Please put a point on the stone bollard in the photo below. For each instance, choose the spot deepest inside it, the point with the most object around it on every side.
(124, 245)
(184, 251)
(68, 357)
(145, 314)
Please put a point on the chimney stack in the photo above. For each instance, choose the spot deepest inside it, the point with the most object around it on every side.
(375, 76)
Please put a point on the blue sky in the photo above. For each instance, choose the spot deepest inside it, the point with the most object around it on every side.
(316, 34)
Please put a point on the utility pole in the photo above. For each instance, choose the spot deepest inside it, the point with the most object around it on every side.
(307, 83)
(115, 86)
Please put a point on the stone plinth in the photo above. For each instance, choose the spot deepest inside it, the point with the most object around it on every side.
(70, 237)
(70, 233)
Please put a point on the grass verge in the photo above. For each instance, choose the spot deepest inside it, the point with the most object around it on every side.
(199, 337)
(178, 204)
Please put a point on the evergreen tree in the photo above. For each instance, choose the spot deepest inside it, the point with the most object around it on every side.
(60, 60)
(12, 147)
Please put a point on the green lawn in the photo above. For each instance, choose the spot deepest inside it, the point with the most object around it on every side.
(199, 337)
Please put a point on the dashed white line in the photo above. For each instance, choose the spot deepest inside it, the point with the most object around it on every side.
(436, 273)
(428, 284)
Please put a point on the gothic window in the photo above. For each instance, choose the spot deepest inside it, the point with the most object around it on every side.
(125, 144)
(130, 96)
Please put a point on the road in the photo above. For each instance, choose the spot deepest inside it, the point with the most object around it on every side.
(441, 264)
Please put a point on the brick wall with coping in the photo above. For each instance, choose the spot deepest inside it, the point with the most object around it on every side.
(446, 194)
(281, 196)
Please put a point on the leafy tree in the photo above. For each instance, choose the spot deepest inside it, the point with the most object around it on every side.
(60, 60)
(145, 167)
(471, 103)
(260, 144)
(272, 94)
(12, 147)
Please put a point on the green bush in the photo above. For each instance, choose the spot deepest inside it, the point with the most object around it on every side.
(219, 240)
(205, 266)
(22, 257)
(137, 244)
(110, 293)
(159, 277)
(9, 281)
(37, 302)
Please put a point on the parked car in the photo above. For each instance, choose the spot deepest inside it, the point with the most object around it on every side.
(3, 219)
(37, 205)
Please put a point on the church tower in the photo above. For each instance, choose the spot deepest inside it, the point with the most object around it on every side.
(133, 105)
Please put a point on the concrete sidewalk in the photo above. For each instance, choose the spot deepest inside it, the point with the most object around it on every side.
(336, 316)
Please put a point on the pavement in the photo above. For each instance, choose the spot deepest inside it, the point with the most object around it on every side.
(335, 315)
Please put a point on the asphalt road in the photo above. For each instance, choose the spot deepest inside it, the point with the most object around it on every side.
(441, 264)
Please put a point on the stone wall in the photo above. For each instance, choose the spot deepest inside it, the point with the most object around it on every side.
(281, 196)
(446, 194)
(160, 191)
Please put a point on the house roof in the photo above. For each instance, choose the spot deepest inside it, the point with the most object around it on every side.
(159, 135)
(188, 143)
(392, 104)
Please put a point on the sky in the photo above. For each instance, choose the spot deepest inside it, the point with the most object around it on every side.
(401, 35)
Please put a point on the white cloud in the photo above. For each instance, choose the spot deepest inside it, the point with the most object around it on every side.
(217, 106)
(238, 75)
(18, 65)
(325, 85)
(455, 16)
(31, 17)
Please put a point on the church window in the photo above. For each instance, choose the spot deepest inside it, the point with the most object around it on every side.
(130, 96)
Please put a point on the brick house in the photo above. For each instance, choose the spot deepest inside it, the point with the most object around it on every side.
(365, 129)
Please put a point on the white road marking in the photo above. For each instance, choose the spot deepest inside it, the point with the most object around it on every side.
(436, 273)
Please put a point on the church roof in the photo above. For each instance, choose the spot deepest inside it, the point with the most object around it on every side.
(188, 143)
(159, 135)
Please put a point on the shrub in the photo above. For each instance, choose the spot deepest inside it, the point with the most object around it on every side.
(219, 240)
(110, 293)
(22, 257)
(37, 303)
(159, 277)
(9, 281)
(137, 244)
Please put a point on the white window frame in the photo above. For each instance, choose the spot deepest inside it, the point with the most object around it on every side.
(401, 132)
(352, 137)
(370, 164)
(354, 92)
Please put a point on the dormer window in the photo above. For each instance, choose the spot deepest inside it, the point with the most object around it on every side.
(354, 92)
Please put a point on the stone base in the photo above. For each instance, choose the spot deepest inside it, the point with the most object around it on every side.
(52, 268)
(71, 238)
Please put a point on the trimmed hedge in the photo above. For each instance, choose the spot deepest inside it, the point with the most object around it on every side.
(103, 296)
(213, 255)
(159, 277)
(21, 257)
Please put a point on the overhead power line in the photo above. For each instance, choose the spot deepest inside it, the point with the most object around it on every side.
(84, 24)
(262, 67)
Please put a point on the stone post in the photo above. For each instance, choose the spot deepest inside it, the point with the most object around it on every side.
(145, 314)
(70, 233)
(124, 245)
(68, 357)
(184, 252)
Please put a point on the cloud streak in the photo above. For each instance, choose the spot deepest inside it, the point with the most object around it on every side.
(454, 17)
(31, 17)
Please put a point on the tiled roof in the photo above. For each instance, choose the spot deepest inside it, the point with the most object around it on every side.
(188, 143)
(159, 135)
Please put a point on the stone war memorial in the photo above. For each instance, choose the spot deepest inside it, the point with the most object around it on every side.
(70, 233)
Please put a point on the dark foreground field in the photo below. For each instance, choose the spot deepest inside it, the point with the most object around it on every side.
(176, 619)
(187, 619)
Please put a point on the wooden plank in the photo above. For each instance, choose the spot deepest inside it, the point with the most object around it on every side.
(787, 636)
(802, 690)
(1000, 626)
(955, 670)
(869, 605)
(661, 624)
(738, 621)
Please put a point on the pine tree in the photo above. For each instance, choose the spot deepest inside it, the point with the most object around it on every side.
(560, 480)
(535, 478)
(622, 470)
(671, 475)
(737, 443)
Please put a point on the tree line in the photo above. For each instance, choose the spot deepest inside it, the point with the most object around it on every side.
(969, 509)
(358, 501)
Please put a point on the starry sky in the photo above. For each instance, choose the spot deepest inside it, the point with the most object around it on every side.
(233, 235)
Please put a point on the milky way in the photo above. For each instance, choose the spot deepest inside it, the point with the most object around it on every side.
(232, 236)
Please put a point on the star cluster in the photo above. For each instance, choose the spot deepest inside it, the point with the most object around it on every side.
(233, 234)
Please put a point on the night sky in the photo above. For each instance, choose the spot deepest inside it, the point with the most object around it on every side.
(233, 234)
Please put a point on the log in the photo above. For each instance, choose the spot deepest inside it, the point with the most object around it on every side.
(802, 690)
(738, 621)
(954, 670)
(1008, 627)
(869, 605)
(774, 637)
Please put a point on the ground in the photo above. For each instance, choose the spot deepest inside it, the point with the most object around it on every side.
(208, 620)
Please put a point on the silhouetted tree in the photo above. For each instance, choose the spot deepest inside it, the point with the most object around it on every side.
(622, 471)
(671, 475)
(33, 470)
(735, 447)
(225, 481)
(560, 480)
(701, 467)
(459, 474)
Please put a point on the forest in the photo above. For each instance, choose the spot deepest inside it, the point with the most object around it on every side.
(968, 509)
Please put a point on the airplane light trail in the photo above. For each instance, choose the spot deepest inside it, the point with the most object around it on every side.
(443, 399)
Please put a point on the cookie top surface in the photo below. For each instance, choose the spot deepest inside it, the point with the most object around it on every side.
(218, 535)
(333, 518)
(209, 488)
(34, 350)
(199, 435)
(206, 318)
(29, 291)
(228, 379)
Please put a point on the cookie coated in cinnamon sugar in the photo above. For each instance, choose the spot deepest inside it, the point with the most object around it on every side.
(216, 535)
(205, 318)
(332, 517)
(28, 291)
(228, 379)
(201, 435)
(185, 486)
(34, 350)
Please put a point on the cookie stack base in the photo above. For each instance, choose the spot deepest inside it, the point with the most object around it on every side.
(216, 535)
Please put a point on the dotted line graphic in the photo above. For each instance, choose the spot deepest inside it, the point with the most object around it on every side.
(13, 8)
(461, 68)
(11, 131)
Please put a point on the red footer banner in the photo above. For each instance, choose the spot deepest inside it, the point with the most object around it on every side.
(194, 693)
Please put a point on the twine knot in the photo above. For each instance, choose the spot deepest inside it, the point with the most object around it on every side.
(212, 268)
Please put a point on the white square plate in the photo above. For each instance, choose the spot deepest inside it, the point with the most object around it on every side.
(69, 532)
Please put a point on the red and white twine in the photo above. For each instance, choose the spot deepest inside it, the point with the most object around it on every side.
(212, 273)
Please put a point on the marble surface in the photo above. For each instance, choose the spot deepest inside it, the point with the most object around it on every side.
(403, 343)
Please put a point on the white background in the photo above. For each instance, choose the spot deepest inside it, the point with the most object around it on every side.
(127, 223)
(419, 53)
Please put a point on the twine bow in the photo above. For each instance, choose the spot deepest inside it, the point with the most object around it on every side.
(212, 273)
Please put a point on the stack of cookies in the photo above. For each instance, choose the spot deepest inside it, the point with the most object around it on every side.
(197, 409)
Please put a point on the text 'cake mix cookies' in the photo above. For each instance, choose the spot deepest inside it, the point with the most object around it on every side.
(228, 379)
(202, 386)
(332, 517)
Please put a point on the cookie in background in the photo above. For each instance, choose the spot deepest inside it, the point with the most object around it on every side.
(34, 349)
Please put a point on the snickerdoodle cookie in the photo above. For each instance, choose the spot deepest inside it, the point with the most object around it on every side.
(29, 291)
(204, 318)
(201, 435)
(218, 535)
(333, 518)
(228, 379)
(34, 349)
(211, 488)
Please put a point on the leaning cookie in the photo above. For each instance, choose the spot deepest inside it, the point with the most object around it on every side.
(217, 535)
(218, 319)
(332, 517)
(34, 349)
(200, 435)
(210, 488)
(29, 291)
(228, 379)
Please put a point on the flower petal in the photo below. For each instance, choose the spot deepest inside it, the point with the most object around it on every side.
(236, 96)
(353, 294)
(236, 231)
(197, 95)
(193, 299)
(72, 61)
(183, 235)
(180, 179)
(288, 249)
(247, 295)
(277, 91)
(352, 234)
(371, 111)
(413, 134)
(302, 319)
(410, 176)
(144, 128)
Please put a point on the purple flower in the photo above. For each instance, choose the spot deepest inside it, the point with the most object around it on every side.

----

### [STATED EXERCISE]
Each line from the one containing "Please put a point on the marble" to the end of the records should be echoed exactly, and no other line.

### [COMPLETE RESPONSE]
Please put a point on the marble surface in the photo above. For each instance, choose the spot deepest inside it, the point with the most object around it on every side.
(403, 343)
Please put a point on the white background in the photo above. For each instance, choose the spot deepest inside it, the point with the most object around it on every side.
(127, 223)
(419, 53)
Please put a point on the twine bow in the photo above. For each instance, choose the spot deepest inside it, the point with the most object around it on every side.
(212, 273)
Please put a point on the stack of cookies in the photo above. For each instance, choose the spot deepest inside it, the point with the most object around it on every side.
(197, 409)
Please put a point on the text 'cake mix cookies' in the photo above. For each instance, choose the spot deepest inside it, the point with the most object around it on every side.
(228, 379)
(202, 386)
(332, 517)
Please put a point on the cookie in background in the photo above. For each instance, choose the spot deepest inside it, the point with the most object around it on every side.
(34, 349)
Please put a point on the snickerdoodle cookie in the photo above. For each instance, choose the spot deepest inside it, the point with the most object around it on every side.
(29, 291)
(204, 318)
(201, 435)
(218, 535)
(333, 518)
(228, 379)
(34, 349)
(211, 488)
Please put a point on the leaning cookie in the photo above. For each instance, choose the spot deepest inside it, the point with the most object around it on every side.
(217, 535)
(218, 319)
(332, 517)
(34, 349)
(200, 435)
(210, 488)
(29, 291)
(228, 379)
Please put a point on the flower petal in the photo below. For each instance, choose the spot deepest inside it, the point with the most object around it on every side.
(236, 96)
(353, 294)
(236, 231)
(197, 95)
(193, 299)
(72, 61)
(183, 235)
(180, 179)
(288, 249)
(247, 295)
(277, 91)
(352, 234)
(371, 111)
(413, 134)
(302, 319)
(410, 176)
(144, 128)
Please put a point on the purple flower in the photo above. For each instance, choose the spot deepest inside it, the point with the most object around it on every side.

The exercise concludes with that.